--- Start of Data ---

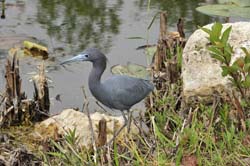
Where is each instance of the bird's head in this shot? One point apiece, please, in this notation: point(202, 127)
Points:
point(90, 54)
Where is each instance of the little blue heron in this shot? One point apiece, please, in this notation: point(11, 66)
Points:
point(119, 92)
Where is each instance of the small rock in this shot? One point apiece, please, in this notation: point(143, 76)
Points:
point(202, 74)
point(70, 119)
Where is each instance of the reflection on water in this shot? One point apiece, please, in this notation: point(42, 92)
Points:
point(177, 9)
point(79, 22)
point(67, 27)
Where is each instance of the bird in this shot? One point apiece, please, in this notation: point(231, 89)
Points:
point(119, 92)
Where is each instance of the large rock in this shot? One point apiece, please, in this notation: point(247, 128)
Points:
point(202, 74)
point(71, 119)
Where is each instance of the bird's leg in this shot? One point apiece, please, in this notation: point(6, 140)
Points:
point(129, 120)
point(123, 126)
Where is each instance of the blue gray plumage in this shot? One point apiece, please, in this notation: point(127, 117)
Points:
point(117, 92)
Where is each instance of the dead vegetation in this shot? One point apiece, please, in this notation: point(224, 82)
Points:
point(16, 108)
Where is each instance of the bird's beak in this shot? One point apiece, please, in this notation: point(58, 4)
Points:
point(80, 57)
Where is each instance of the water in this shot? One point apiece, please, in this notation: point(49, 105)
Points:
point(66, 27)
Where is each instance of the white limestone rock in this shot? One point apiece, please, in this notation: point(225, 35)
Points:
point(70, 119)
point(202, 74)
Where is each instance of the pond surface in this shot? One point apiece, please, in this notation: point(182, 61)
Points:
point(67, 27)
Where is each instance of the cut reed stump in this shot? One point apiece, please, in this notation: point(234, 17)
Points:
point(15, 107)
point(167, 65)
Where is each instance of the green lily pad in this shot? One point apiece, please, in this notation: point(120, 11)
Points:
point(131, 69)
point(242, 3)
point(225, 10)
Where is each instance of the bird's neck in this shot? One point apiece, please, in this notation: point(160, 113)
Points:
point(96, 73)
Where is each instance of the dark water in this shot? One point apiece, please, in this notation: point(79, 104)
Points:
point(67, 27)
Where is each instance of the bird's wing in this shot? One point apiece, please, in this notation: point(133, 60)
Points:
point(127, 90)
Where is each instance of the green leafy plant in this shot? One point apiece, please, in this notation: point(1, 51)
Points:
point(220, 49)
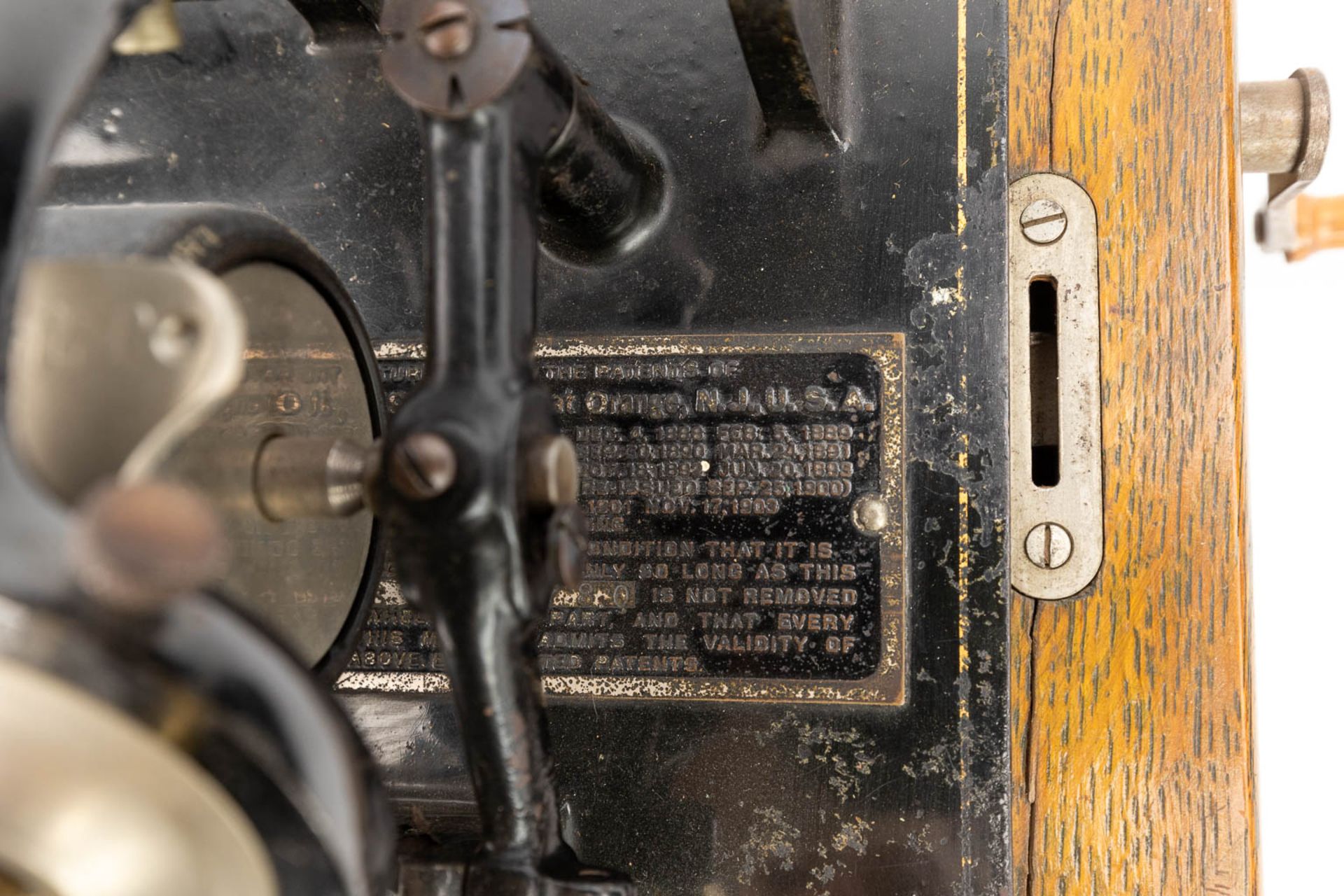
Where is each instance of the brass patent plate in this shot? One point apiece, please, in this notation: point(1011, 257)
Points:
point(746, 511)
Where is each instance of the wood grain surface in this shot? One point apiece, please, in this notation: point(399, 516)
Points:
point(1133, 726)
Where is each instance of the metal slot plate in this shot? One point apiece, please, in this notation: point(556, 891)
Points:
point(1074, 503)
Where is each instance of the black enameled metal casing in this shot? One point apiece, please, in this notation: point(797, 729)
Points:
point(892, 225)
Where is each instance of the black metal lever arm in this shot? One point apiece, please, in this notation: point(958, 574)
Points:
point(476, 484)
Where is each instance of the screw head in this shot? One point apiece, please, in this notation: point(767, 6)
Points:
point(872, 514)
point(1043, 222)
point(422, 466)
point(552, 472)
point(448, 30)
point(1049, 546)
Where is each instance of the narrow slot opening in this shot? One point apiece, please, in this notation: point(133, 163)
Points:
point(1043, 323)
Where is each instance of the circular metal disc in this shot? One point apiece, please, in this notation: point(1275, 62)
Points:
point(99, 805)
point(302, 378)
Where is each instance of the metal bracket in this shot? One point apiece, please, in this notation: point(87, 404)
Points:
point(1285, 131)
point(1056, 387)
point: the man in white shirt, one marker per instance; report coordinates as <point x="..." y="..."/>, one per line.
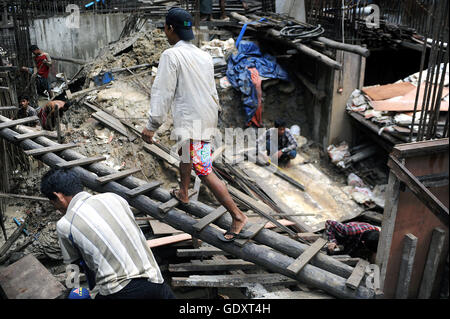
<point x="99" y="233"/>
<point x="185" y="82"/>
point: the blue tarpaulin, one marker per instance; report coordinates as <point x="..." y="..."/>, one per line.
<point x="249" y="56"/>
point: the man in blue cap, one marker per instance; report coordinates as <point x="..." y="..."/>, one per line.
<point x="185" y="82"/>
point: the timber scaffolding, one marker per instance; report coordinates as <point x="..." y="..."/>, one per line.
<point x="271" y="250"/>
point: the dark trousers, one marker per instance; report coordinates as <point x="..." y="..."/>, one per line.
<point x="141" y="288"/>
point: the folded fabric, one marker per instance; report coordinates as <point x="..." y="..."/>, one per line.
<point x="240" y="77"/>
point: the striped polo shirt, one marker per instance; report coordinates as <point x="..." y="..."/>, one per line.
<point x="109" y="240"/>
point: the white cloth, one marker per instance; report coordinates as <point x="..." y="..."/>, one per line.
<point x="185" y="82"/>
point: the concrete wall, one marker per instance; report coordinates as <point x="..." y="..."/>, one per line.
<point x="293" y="8"/>
<point x="55" y="36"/>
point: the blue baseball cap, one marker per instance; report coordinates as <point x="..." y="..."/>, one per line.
<point x="79" y="293"/>
<point x="181" y="20"/>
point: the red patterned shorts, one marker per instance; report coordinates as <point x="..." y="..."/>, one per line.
<point x="201" y="157"/>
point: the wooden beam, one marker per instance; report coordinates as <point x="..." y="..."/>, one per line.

--- End of Data ---

The request | Copy all of the entries above word for word, leaving out the pictures.

Full output |
Where is each instance of the bird's head in this shot? One point apiece, please, in this notation: point(202, 127)
Points:
point(90, 54)
Where is each instance of the little blue heron in this shot? One point apiece, please, in this notation: point(11, 66)
Points:
point(119, 92)
Where is each instance of the small rock in this shot? One point apiece, please, in this notation: point(143, 76)
Points:
point(202, 74)
point(70, 119)
Where is each instance of the reflection on water in this shot? One point apiece, please, in this notation: point(42, 92)
Points:
point(177, 9)
point(79, 22)
point(67, 27)
Where is each instance of the bird in this shot? One point apiece, please, in this notation: point(231, 89)
Points:
point(119, 92)
Where is each instance of the large rock in this shot? One point apiece, please, in this notation: point(247, 128)
Points:
point(202, 74)
point(71, 119)
Where is each instance of the bird's leg in this shot? One point apiece, please, in this notation: point(6, 140)
Points:
point(129, 120)
point(123, 126)
Where is each instance of the blue gray plumage in this shot? One point apiece, please, in this notation: point(127, 117)
Points:
point(117, 92)
Where is each instance of the dead vegetation in this shot? One point apiece, please, in this notation: point(224, 82)
Points:
point(16, 108)
Where is each instance of the bird's beak in this shot? One point apiece, please, in this notation: point(58, 4)
Points:
point(80, 57)
Where is each instance of the water in this shot? One point apiece, please, in this notation: point(49, 105)
Points:
point(66, 27)
Where is each instance of the white limestone rock in this shot? One point apiece, please, in this notation: point(225, 35)
Points:
point(70, 119)
point(202, 74)
Where is each instance of the pond surface in this shot? One point apiece, please, in this notation: point(182, 61)
Points:
point(67, 27)
Where is each instance of the cut reed stump in this shot? One point apiece, please, in this notation: point(234, 17)
Points:
point(15, 107)
point(167, 65)
Where is each instance of the green lily pad in this shot? One point apiece, please, in this notation: point(120, 11)
Points:
point(131, 69)
point(242, 3)
point(225, 10)
Where is each instance of the bird's neck in this shot? One point apiece, please, in this notation: point(160, 113)
Points:
point(96, 73)
Where is each instance of the dark water in this shot? One point apiece, please, in this notation: point(79, 104)
Points:
point(67, 27)
Where is each instance of the bird's wing in this shot? One point apiece, please, in this notation: point(133, 60)
Points:
point(127, 90)
Where is each instance of the green leafy plant in this shot? One point apiece, please, in this notation: point(1, 51)
Points:
point(220, 49)
Where is each instance of the brass patent plate in this shot? One point apiece, please, in this notation: point(1011, 257)
Points:
point(746, 511)
Where is each instance of the wood grain surface in this shot? One point apiece, please, in this notation: point(399, 516)
Points:
point(1133, 726)
Where is each instance of the metal slot plate in this shot? One point apiece, please, in this notation: point(556, 891)
Points:
point(1074, 503)
Where is each instance of the black enameled metal casing in this shot? One point apiece, please, in this notation: point(797, 729)
Points:
point(892, 225)
Where is each instance of the black metal lever arm in this shot? One point apiece, please, in this notation: point(958, 574)
Points:
point(476, 484)
Where is each instance of the screw head in this shot? One point apiece, please, in this notation: point(767, 6)
Points:
point(872, 514)
point(1043, 222)
point(422, 466)
point(552, 472)
point(448, 30)
point(1049, 546)
Where is each instance of the narrow slot opening in this shot? One point apiece, please, in this notation: point(133, 163)
Points:
point(1043, 323)
Where is each instance of the circular metal disc in this shot? One point apiece, please, in this notation: point(1275, 62)
Points:
point(99, 805)
point(302, 378)
Where is each instance of the metal bracket in this shot? One point apiece, please, in this notation: point(87, 404)
Points:
point(1285, 131)
point(1056, 387)
point: the man in white shirt, one marker per instance; report coordinates as <point x="..." y="..."/>, one per line.
<point x="99" y="233"/>
<point x="185" y="82"/>
point: the blue tarpaulin, one marker per instance; report coordinates as <point x="..." y="..."/>, one per line.
<point x="249" y="56"/>
point: the man in blue cap, one marker per instance; report coordinates as <point x="..." y="..."/>, one per line.
<point x="185" y="82"/>
point: the timber scaffolding, one marker per instance; report coordinates as <point x="..." y="..."/>, one per line.
<point x="271" y="250"/>
point: the dark trousers, one marker per instance; report coordinates as <point x="..." y="..."/>, one per line.
<point x="141" y="288"/>
point: the folded fabric, one marker per instance; report coordinates as <point x="..." y="..."/>, one per line.
<point x="240" y="77"/>
point: the striped polo shirt, one marker per instance; report coordinates as <point x="..." y="..."/>, one per line.
<point x="109" y="240"/>
point: the white cloth, one marker per instance; report coordinates as <point x="..." y="..."/>, one per line.
<point x="185" y="82"/>
point: the concrete wall, one marker per instance; report coordinates as <point x="..." y="..."/>, one per line.
<point x="293" y="8"/>
<point x="55" y="36"/>
point: the blue baseball cap, one marker per instance; report coordinates as <point x="..." y="..."/>, one per line.
<point x="79" y="293"/>
<point x="181" y="20"/>
point: the red patterned shorts, one marker per instance; report coordinates as <point x="..." y="..."/>, one per line.
<point x="201" y="157"/>
point: the wooden beam, one marker per instance; report coordinates as <point x="..." y="..."/>, one per line.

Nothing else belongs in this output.